#### [SELECTED EXCERPT]
It really should also be pointed out here that when Beattie says that an “alternative physician” regards cancer as a “systemic disease,” she doesn’t mean “systemic” disease the same way a science-based oncologist does. Note how she says that the tumor is “merely a symptom” and that therapy “aims to correct the root causes.” What she appears to mean by this is the same sort of claptrap that is the German New Medicine, which claims that the tumor is a defense mechanism of the body to protect itself from some sort of undefined “psychic trauma.” Either that, or it’s a manifestation of “too much acid,” which is what the acid-base quack Robert O. Young, who claims that tumors are a defense mechanism of the body to wall off cells “spoiled by acid.”
“Systemic.” You keep using that word. I think it does not mean what you think it means.
Perhaps the most unintentionally hilarious part of Beattie’s introduction is her attack on the dreaded “quackbusters,” in whose company no doubt she would include me:
The research team at Phi Natural Health International found the warmings of the Quackbusters very helpful in the research for this e-book – the more agitated and vociferous they were about particular treatments or individuals, the team knew that it was on to something that has proved very effective!
Many perceive a very organized worldwide movement to eliminate alternative remedies in favor of pharmaceutical drugs.
One wonders who these “many” are, although I’m sure Bill Maher is among their number. Of course, that’s how I judge the strength of a scientific consensus, by how upset scientists get when it is challenged.
Then there’s this:
This e-book is not meant to provide medical advice. The only advice we wish to give you is this: do not surrender your independent thinking. Reason things out, and make your own decisions. Network with other patients. Consult with researchers and innovative doctors. Search out different opinions. Do not let arrogance, based on fancy titles and institutional authority dictate your most important decisions.
Instead, let the arrogance based on ignorance and fantastical notions of how the body works and what causes cancer dictate your most important decisions.
In the end, I have to give Beattie some props. I must say that I can’t recall having seen such a lengthy and comprehensive list of harmful cancer quackery that should be avoided. In that, Beattie has done a service. If you see a cancer treatment that is in Natural Therapies, you can, as a rule of thumb, safely assume that it is quackery and avoid it like the plague. Indeed, were it not that people predisposed to woo wouldn’t listen to me when I say this, the simplest and most rapid way to counter this sort nonsense would be to tell my readers to read Natural Treatments That Work and then stay away from every single one of the “cures” listed in this fetid swamp of quackery masquerading as a book.
Unfortunately, the simple way probably won’t work. I’ll probably have to wade in deeper.

#### [TASK SET]
**1)** From the critique of Beattie's e-book, reproduce the text between "One wonders who" and "cancer dictate your most important decisions.", inclusive.
**2)** Condense the paragraph of the critique beginning "In the end, I have to give Beattie some props" into a shorter version that keeps its main facts.

[Data items]

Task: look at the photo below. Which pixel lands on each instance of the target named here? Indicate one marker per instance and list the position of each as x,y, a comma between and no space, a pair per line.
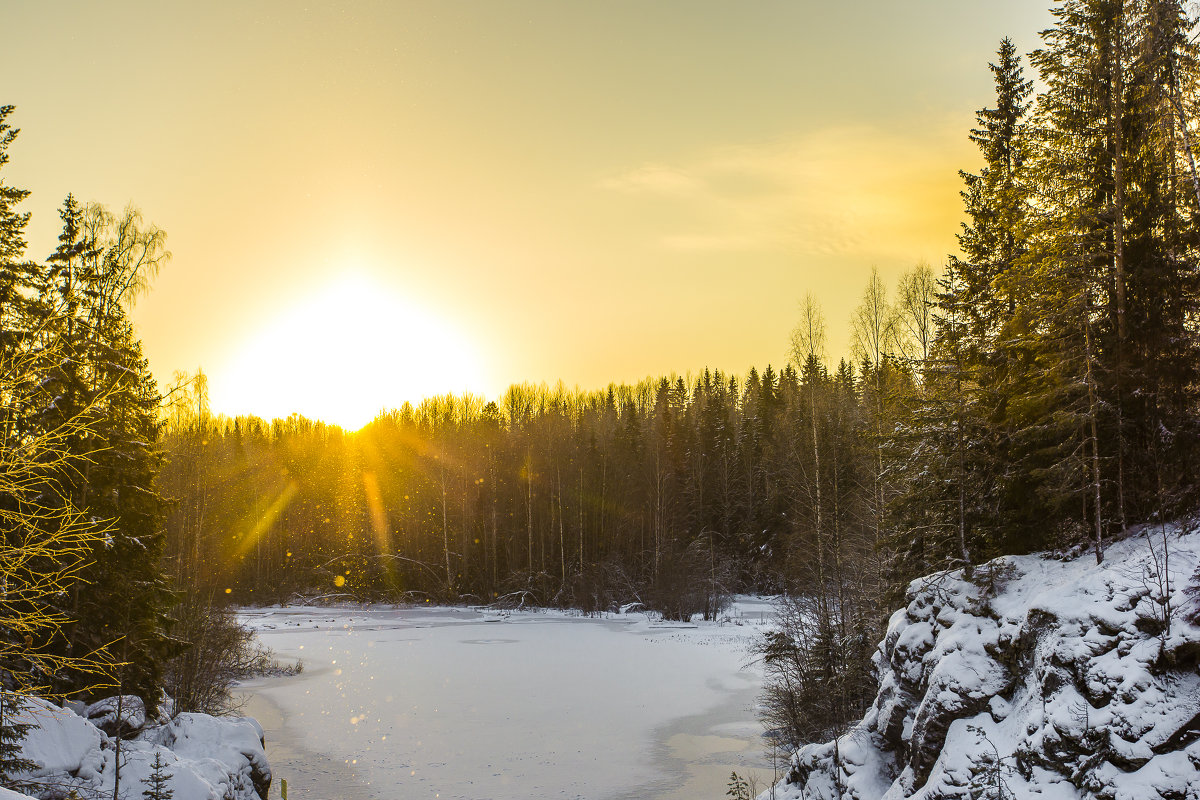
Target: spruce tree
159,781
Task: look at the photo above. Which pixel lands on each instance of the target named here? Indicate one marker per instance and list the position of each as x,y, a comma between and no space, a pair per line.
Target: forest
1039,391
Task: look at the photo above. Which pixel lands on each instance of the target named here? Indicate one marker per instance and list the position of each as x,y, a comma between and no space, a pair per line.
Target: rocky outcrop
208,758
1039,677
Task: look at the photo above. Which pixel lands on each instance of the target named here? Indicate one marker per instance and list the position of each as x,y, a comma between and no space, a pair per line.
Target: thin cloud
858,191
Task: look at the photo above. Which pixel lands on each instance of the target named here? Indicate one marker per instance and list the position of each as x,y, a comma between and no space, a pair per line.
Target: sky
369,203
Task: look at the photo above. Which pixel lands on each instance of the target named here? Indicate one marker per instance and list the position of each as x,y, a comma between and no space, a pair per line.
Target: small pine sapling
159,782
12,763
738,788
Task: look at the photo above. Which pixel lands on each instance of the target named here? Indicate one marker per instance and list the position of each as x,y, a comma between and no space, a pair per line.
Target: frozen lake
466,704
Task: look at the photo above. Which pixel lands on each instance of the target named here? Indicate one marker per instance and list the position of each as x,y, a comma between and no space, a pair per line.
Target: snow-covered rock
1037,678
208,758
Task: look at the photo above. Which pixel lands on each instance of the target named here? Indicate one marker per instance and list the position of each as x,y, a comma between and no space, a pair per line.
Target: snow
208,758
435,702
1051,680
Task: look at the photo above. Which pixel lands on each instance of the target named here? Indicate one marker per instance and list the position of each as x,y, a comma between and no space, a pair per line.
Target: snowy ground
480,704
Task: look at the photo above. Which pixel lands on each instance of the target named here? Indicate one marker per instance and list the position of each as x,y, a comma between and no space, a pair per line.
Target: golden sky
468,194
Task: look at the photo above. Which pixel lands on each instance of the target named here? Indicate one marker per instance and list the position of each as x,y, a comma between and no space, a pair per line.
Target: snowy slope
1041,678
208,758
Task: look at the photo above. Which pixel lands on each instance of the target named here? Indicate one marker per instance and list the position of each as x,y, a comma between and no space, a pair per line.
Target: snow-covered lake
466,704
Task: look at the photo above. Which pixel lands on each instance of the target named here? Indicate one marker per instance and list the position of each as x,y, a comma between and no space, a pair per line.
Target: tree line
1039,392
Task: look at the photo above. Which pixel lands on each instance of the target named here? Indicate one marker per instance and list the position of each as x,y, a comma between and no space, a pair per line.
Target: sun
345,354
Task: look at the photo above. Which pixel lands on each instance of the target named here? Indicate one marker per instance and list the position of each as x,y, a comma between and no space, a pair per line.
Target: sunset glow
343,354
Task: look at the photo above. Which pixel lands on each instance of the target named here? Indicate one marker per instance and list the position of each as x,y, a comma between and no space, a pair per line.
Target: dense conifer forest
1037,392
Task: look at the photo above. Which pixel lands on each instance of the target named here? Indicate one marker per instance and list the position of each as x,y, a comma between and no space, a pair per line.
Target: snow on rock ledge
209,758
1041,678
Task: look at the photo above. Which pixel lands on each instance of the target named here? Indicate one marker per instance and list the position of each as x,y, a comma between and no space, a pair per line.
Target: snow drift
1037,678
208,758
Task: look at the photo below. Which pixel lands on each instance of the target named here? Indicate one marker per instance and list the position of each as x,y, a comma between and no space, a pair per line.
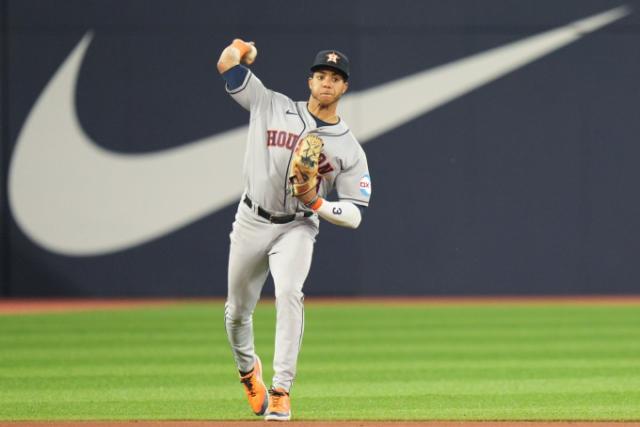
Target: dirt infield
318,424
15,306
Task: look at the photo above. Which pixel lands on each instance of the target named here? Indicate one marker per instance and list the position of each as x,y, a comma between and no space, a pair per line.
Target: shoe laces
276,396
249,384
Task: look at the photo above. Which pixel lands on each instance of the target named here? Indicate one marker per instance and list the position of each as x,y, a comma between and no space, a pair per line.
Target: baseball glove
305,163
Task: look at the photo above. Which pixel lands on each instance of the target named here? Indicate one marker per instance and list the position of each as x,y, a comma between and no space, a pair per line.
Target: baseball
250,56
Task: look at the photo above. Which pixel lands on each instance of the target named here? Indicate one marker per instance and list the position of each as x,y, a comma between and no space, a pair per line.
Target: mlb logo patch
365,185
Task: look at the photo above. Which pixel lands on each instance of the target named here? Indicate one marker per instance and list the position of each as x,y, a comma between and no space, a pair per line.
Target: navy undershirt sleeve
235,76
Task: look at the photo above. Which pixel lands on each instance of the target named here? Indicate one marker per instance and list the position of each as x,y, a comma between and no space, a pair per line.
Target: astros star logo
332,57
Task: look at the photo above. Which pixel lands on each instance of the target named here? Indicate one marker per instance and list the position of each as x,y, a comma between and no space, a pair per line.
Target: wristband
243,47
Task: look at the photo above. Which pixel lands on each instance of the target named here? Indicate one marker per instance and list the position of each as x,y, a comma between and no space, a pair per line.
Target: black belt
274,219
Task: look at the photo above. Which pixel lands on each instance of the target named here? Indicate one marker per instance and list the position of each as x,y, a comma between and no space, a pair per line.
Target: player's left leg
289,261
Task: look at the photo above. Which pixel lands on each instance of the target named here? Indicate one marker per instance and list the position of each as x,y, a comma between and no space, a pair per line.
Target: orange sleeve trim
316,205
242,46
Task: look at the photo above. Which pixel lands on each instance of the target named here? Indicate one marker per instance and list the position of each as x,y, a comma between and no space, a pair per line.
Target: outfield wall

#### [SOLUTIONS FOR EACH TASK]
**1)**
One wonders who these “many” are, although I’m sure Bill Maher is among their number. Of course, that’s how I judge the strength of a scientific consensus, by how upset scientists get when it is challenged.
Then there’s this:
This e-book is not meant to provide medical advice. The only advice we wish to give you is this: do not surrender your independent thinking. Reason things out, and make your own decisions. Network with other patients. Consult with researchers and innovative doctors. Search out different opinions. Do not let arrogance, based on fancy titles and institutional authority dictate your most important decisions.
Instead, let the arrogance based on ignorance and fantastical notions of how the body works and what causes cancer dictate your most important decisions.

**2)** The author credits Beattie with an unusually long and thorough list of harmful cancer quackery to avoid, and calls that a service. As a rule of thumb, any cancer treatment found in Natural Therapies can safely be assumed to be quackery and avoided. The quickest way to counter such nonsense would be to tell readers to read Natural Treatments That Work and stay away from every "cure" it lists. People predisposed to woo would not listen to that advice, though.